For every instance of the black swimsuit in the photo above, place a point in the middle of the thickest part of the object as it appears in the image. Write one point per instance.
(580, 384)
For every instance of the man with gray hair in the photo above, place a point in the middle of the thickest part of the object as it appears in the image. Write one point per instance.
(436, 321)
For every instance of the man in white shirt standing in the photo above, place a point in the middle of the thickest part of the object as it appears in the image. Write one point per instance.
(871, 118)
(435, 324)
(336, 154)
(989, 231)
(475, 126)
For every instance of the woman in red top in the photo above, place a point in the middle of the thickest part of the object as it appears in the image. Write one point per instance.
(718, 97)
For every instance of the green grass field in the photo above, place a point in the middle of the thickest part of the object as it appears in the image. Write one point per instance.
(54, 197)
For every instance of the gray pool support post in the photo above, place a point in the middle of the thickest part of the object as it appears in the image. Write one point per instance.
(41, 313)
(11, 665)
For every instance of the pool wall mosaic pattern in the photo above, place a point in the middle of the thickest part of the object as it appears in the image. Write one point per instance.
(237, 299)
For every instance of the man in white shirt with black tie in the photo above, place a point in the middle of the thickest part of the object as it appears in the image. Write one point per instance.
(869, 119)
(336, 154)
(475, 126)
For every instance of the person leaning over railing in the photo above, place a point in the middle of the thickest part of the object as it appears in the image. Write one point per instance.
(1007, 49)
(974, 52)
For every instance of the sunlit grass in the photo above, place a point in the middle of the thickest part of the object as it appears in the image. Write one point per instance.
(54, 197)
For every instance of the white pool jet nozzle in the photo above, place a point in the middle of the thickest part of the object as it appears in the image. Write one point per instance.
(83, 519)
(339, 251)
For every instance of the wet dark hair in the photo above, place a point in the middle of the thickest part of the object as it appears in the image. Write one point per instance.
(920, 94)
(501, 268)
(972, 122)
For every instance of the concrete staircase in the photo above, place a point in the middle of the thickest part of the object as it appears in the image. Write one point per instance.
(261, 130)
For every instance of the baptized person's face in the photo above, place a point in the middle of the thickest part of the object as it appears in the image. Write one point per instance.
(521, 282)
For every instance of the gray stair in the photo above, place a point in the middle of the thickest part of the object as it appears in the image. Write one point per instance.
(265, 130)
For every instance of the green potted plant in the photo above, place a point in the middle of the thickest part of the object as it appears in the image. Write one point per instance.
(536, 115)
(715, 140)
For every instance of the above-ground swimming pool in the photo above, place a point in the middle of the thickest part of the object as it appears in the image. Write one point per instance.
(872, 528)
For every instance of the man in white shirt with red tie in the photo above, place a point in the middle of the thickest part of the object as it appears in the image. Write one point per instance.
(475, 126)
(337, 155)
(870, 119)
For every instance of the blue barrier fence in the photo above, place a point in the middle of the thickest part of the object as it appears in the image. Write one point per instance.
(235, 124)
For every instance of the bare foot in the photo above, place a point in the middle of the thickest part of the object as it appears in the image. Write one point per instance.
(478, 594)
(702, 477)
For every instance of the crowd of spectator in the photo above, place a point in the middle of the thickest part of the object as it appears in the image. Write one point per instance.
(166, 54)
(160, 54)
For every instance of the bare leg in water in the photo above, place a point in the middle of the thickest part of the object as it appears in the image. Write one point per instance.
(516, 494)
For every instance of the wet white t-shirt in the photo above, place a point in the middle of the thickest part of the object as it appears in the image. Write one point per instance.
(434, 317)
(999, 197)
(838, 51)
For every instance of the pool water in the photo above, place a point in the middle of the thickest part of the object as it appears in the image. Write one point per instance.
==
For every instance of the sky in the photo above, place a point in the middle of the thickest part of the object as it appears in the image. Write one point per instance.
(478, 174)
==
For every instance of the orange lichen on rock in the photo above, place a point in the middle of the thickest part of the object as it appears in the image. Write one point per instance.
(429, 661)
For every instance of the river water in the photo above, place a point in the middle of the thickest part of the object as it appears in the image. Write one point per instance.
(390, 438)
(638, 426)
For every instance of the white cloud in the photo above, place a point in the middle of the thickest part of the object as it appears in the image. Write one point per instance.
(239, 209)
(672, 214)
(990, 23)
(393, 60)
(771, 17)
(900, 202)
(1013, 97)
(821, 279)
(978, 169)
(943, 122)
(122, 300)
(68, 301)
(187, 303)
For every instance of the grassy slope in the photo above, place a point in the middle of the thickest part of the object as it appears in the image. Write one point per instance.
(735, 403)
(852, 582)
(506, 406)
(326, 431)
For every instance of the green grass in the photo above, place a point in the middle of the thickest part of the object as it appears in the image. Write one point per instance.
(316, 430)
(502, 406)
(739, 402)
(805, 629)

▸ The task
Render the lines of the listing as a JSON list of strings, starting at the line that contains "For every instance of the bare leg" and ending at the line that contains "For every instance of the pool water". Use one string per line and leave out any blank lines.

▸ Complete response
[
  "For every instance of the bare leg in water in the photo above, place a point in the middle of the thickest part of the object as it appears in the image. Write one point per instance.",
  "(516, 494)",
  "For every instance of the wet white t-shirt in the photo above, place a point in the middle of the thickest part of the object as it appears in the image. Write one point per instance.",
  "(434, 317)",
  "(999, 197)",
  "(838, 51)",
  "For every instance of the pool water in the photo above, place a point in the middle of the thickest part of the object as it appears in the image. Write one point per instance."
]